## Problem
Identify every line in the items below that contains the word "shirt", and copy each of those lines. Case counts.

## Data provided
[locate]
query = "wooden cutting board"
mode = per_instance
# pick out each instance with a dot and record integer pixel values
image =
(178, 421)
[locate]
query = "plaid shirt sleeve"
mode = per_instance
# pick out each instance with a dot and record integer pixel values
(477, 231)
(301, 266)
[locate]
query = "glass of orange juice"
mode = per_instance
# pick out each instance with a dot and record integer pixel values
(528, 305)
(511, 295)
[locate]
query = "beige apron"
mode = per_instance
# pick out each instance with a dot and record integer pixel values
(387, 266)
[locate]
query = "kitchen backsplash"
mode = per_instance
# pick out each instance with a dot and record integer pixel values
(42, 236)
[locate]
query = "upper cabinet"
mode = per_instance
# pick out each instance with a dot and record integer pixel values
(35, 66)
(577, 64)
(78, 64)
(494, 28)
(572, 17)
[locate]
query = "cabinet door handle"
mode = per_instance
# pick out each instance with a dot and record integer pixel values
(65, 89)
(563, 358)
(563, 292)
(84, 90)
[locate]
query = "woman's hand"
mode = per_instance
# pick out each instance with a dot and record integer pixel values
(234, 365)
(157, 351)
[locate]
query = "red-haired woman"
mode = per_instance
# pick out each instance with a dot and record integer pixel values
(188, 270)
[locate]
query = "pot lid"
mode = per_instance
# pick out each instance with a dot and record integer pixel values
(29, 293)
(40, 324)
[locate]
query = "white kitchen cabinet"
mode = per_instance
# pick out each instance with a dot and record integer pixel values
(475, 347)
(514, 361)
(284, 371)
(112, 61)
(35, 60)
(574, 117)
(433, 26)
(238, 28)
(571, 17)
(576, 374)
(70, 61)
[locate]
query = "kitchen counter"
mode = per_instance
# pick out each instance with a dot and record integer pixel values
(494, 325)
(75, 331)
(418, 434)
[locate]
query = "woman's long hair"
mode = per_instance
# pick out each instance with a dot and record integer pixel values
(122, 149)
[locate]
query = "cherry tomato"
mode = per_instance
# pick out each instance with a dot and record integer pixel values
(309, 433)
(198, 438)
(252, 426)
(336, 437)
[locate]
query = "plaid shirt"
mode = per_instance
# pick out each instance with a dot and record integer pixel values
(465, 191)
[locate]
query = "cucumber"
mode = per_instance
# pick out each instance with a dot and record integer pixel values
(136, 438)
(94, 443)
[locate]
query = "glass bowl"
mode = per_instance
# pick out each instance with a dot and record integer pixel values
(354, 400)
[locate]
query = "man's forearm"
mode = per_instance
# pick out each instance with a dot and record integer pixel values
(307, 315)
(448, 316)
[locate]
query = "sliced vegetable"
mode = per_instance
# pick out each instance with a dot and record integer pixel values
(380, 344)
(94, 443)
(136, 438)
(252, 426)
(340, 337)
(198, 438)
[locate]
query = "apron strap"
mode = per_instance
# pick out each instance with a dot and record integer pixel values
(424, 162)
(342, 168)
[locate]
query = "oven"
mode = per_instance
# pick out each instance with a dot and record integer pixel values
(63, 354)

## Full answer
query = "plaid shirt sleeve"
query = "plaid shirt"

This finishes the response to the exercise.